What to do — Return, word for word, the lines of the records starting at the line that contains "One marker for each instance of the black glove." and ending at the final line of the records.

-- START OF Records for this task --

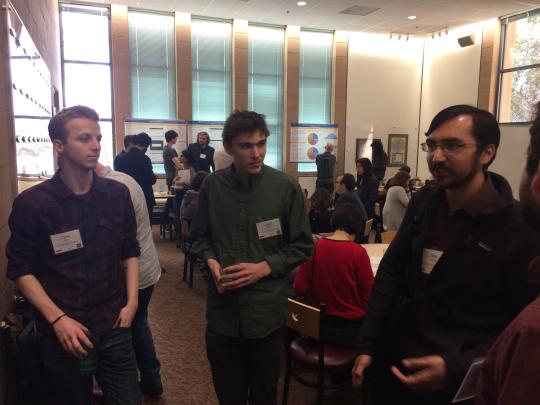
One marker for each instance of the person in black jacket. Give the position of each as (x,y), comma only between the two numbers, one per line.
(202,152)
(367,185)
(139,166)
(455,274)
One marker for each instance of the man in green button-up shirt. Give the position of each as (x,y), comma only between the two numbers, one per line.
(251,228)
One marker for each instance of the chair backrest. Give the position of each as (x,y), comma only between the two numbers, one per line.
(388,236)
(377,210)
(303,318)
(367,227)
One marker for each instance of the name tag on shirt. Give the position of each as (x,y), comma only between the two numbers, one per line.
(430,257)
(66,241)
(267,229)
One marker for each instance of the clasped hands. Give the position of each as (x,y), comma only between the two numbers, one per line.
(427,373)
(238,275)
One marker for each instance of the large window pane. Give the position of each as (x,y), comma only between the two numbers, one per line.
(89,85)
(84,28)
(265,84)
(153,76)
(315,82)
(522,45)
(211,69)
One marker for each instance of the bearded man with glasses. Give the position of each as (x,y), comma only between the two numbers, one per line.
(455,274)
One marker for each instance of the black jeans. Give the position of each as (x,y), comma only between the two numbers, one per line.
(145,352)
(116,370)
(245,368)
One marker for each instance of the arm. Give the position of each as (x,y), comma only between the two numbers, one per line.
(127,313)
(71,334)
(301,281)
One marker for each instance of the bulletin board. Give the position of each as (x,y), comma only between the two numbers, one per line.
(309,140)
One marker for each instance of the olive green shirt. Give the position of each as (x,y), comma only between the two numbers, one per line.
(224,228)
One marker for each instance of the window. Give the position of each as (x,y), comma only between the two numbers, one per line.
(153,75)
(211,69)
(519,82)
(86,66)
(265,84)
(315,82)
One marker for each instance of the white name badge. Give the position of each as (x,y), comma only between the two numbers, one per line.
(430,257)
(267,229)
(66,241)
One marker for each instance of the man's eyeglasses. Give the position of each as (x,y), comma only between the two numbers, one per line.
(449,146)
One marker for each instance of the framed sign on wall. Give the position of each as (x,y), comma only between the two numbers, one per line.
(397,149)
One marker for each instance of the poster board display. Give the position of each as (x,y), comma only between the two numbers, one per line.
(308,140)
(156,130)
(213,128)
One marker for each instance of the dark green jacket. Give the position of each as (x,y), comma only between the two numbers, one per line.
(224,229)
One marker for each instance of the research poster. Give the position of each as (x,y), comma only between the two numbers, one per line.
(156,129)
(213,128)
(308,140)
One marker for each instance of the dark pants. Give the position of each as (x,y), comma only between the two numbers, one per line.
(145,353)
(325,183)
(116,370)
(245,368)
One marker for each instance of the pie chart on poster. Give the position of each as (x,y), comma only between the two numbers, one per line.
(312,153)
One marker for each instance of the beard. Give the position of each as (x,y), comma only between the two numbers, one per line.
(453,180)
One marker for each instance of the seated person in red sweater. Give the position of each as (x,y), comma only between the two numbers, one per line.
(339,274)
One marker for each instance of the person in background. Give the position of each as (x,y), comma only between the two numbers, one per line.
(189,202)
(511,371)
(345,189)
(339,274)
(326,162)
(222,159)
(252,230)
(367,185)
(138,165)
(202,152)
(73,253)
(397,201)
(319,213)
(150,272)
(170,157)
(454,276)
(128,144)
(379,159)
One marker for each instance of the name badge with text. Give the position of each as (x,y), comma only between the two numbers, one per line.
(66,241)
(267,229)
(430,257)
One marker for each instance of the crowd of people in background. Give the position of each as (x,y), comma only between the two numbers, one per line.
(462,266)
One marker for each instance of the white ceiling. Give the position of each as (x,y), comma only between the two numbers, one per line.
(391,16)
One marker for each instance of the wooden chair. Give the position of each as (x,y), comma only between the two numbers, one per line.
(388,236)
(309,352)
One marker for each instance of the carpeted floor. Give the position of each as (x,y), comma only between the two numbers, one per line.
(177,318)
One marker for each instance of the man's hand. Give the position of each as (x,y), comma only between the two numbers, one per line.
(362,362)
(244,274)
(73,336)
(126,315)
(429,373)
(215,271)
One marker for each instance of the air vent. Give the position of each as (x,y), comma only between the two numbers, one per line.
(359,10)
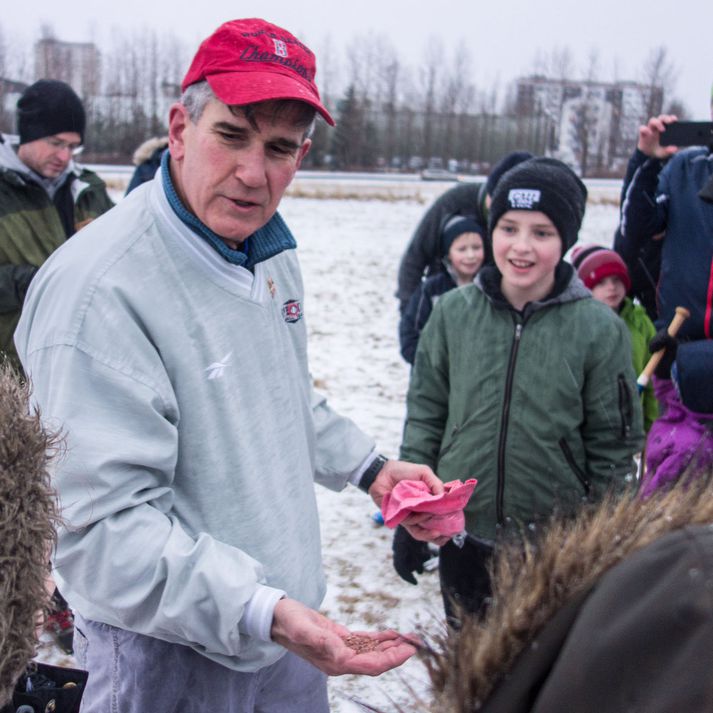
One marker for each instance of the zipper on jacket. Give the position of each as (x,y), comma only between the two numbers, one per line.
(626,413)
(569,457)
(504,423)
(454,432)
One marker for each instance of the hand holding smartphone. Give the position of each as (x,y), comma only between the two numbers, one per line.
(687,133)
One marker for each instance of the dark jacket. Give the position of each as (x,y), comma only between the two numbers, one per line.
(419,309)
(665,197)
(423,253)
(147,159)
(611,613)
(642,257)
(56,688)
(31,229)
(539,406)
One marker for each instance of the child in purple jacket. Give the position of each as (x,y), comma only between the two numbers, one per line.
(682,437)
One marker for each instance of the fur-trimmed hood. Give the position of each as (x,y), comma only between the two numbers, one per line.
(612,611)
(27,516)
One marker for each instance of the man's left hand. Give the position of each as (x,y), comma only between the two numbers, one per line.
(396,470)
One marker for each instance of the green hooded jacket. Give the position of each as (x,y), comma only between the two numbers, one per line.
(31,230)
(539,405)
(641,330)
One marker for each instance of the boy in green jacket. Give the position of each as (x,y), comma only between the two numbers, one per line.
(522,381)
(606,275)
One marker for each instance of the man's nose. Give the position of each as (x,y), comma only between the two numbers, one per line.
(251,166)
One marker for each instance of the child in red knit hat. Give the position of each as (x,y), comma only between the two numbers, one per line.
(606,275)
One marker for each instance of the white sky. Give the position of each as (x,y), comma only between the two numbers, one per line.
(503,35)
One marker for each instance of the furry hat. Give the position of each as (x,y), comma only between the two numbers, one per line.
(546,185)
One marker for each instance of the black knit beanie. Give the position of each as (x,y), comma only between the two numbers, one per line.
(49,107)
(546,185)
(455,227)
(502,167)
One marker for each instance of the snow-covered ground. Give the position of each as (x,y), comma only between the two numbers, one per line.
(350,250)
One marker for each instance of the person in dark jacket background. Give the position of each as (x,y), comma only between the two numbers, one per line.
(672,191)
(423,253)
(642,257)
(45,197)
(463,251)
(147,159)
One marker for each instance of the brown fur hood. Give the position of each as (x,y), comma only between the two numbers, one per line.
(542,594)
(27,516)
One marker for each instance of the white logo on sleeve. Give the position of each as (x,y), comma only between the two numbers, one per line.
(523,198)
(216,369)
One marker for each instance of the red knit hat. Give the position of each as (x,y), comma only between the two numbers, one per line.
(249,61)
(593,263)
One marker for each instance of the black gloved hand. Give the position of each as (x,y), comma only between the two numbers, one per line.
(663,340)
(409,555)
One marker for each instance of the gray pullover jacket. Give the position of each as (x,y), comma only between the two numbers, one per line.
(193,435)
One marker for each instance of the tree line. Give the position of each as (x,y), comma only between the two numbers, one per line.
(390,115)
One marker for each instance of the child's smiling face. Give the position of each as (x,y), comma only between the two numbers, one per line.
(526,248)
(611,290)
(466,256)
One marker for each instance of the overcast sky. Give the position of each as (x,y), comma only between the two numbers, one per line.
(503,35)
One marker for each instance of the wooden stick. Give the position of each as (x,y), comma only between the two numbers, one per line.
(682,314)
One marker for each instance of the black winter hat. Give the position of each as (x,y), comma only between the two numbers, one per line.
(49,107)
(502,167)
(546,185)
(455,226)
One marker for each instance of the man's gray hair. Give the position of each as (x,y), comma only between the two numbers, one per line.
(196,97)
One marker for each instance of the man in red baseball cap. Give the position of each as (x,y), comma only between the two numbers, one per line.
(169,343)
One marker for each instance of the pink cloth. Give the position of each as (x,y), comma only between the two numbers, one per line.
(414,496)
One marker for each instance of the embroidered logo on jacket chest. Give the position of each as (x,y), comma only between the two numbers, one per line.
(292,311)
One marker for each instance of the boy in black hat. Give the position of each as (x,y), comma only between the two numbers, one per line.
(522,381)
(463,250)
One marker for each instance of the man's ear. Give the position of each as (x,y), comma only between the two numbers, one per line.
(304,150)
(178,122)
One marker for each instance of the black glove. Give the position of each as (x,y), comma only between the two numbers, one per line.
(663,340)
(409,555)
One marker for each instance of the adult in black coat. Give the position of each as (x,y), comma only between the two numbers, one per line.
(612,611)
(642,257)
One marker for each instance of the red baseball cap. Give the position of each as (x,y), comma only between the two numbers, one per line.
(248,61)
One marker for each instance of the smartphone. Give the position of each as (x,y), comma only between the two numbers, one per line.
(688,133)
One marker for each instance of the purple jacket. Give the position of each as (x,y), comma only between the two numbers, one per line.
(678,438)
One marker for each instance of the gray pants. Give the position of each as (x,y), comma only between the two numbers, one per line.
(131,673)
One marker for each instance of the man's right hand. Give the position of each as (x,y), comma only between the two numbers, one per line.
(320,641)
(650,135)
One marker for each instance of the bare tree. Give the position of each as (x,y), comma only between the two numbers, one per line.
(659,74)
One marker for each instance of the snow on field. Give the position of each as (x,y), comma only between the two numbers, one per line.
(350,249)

-- END OF Records for this task --

Worked solution —
One marker for each instance of the black glove. Give the position of each as (x,y), comma only between the two numbers, one per line.
(663,340)
(409,555)
One marker for each instance of the adult in black coat. Give the position of each as (x,y), comma only between the two numbers, one per line.
(612,611)
(642,257)
One marker for each instance of the red baseball cap. Give the position of each as (x,y), comma only between the two numbers, one per line.
(248,61)
One marker for each instance of the smartphone. Give the position of each as (x,y), comma only between the two numbers, one per line.
(688,133)
One marker for each instance of the purple jacket. Give the position of each as (x,y), comma only between the two numbers, one per line.
(678,438)
One marker for each instance of the gray pants. Give the position of each as (x,y), comma only between the two numbers, one per line.
(131,673)
One marker for each instance of the man's right hand. Give the position of each as (x,y), comma only between the two numbers, one per line.
(320,641)
(650,135)
One marker for each instance of the bare tree. Give the position of each as (x,y), comma only between the two numbers, one per line.
(659,74)
One marker for each instance of the snow on field. Give the position of each as (x,y), comma only between the two numbers, one per line.
(350,249)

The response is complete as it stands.